— START Data supplied —

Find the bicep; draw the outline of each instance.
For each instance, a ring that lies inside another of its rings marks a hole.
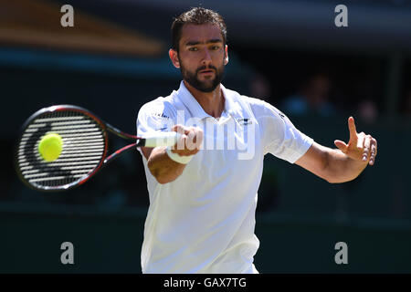
[[[326,168],[328,162],[328,148],[313,142],[307,152],[295,163],[315,175],[327,180]]]

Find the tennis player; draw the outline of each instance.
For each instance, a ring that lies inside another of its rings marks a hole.
[[[258,273],[254,228],[264,155],[337,183],[374,165],[377,142],[357,133],[350,117],[348,143],[321,146],[272,105],[226,89],[227,27],[217,13],[184,12],[172,36],[169,56],[181,70],[180,88],[146,103],[137,118],[139,135],[183,133],[173,148],[141,149],[150,195],[142,272]]]

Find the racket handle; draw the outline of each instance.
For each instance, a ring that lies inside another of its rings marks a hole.
[[[174,146],[180,137],[181,134],[175,131],[159,131],[146,134],[144,147]]]

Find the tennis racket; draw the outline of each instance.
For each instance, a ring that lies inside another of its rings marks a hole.
[[[134,143],[108,155],[108,132]],[[61,154],[45,161],[37,147],[48,133],[60,135]],[[68,190],[86,182],[120,154],[136,147],[174,145],[180,134],[156,131],[150,136],[130,135],[104,122],[90,111],[72,105],[57,105],[34,113],[22,127],[15,155],[20,180],[39,191]]]

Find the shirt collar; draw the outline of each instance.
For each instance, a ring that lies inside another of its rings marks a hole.
[[[237,105],[234,99],[234,97],[230,92],[226,89],[226,88],[220,84],[221,91],[223,92],[225,98],[224,110],[222,116],[233,115],[236,113]],[[184,81],[181,81],[180,88],[177,90],[178,99],[185,105],[185,107],[190,111],[192,117],[199,118],[201,120],[205,118],[212,118],[207,114],[201,105],[198,103],[197,99],[191,94],[187,89]]]

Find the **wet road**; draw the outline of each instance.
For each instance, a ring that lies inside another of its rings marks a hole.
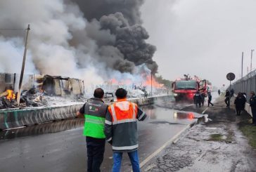
[[[200,114],[174,110],[183,105],[159,102],[143,107],[148,118],[138,122],[141,161],[195,121]],[[0,132],[1,171],[85,171],[83,119],[75,119]],[[110,171],[112,150],[107,143],[103,171]],[[124,154],[122,171],[130,171]]]

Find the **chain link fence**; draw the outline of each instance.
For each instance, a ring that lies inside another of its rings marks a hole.
[[[239,92],[245,93],[247,101],[249,102],[250,91],[256,92],[256,70],[232,84],[231,88],[234,89],[236,94]]]

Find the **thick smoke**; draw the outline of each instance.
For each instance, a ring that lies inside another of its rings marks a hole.
[[[137,80],[141,65],[153,73],[158,70],[152,60],[155,47],[146,42],[149,36],[140,25],[143,2],[2,1],[0,29],[30,24],[27,73],[73,77],[86,84],[120,76]],[[24,37],[24,30],[0,30],[0,72],[19,72]]]

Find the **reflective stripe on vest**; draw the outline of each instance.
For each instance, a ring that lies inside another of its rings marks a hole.
[[[119,119],[117,120],[116,112],[115,110],[115,104],[110,105],[111,108],[111,114],[113,117],[113,125],[122,124],[122,123],[127,123],[127,122],[135,122],[136,121],[136,104],[129,102],[129,105],[132,104],[132,119]]]
[[[105,118],[84,114],[84,135],[95,138],[105,138]]]
[[[139,145],[136,144],[136,145],[132,145],[132,146],[120,146],[120,147],[112,146],[112,148],[115,150],[129,150],[136,149],[138,147],[139,147]]]

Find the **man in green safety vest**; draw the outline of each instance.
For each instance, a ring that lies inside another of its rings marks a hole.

— END Data supplied —

Rewrite all of the material above, replacing "outline" with "boundary" and leaving everything else unchanged. Omit the pictures.

## [Exercise response]
Find the bicep; draw the boundary of each instance.
For each instance, a ring that lies inside another of its rings marks a hole.
[[[326,168],[328,162],[328,148],[313,142],[307,152],[295,163],[315,175],[327,180]]]

Find the tennis player; draw the boundary of each instance.
For each instance, a ring that lies inside another of its rings marks a hole.
[[[258,273],[254,228],[264,155],[337,183],[374,165],[377,142],[357,133],[350,117],[348,143],[321,146],[272,105],[226,89],[227,27],[217,13],[184,12],[172,36],[169,56],[181,70],[180,88],[146,103],[137,118],[139,135],[183,133],[173,148],[141,149],[150,195],[142,272]]]

Find the racket handle; draw the boundary of each instance.
For each instance, a ring that lies inside another of its rings marks a hole.
[[[174,146],[180,137],[181,134],[175,131],[159,131],[146,134],[144,147]]]

Find the tennis racket; draw the boundary of each instance.
For each instance, a ring that lies inside another of its rings marks a hole.
[[[134,143],[108,155],[108,132]],[[61,154],[45,161],[37,147],[48,133],[60,135]],[[68,190],[86,182],[120,154],[136,147],[174,145],[180,134],[156,131],[150,136],[130,135],[104,122],[90,111],[72,105],[57,105],[34,113],[22,127],[15,155],[20,180],[39,191]]]

Find the shirt collar; draw the boundary of each instance.
For each instance, a ring that lies inside another of its rings marks a hole.
[[[237,105],[234,99],[234,97],[230,92],[226,89],[226,88],[220,84],[221,91],[223,92],[225,98],[224,110],[222,116],[233,115],[236,113]],[[184,81],[181,81],[180,88],[177,90],[178,99],[185,105],[185,107],[190,111],[192,117],[199,118],[201,120],[205,118],[212,118],[207,114],[201,105],[198,103],[197,99],[191,94],[187,89]]]

Find the **wet road**; draw the boundary of each instance.
For each instance, a ring that lies inside another of its rings marks a hole.
[[[200,114],[174,110],[183,105],[159,102],[143,107],[148,118],[138,122],[141,161],[195,121]],[[0,132],[1,171],[85,171],[83,119],[75,119]],[[110,171],[112,150],[107,143],[103,171]],[[124,154],[122,171],[130,171]]]

Find the **chain link fence**; draw the boundary of each instance.
For each instance, a ring that lies inside another of its rings marks a hole.
[[[239,92],[245,93],[247,101],[249,102],[250,91],[256,92],[256,70],[232,84],[231,88],[234,89],[236,94]]]

Find the **thick smoke**; draw the boundary of each instance.
For each instance, a ring that lies inside another of its rings marks a hole.
[[[137,80],[141,65],[153,73],[158,70],[152,60],[155,47],[146,42],[149,36],[140,25],[143,2],[2,1],[0,29],[30,24],[27,73],[73,77],[86,84],[120,76]],[[24,37],[24,30],[0,30],[0,72],[19,72]]]

Find the **reflective stripe on vest**; draw the boundary of each instance.
For each instance, a ring that lies inside another of its rings marks a hole.
[[[119,119],[117,120],[116,112],[115,110],[115,104],[110,105],[111,108],[111,114],[113,117],[113,125],[122,124],[122,123],[127,123],[127,122],[135,122],[136,121],[136,104],[129,102],[129,105],[132,104],[132,119]]]
[[[105,118],[84,114],[84,135],[95,138],[105,138]]]
[[[139,145],[136,144],[136,145],[132,145],[132,146],[120,146],[120,147],[112,146],[112,148],[115,150],[129,150],[136,149],[138,147],[139,147]]]

Find the **man in green safety vest**; draw the boundary of each instance.
For each instance, a ring that lies inside another of its rings marks a hole.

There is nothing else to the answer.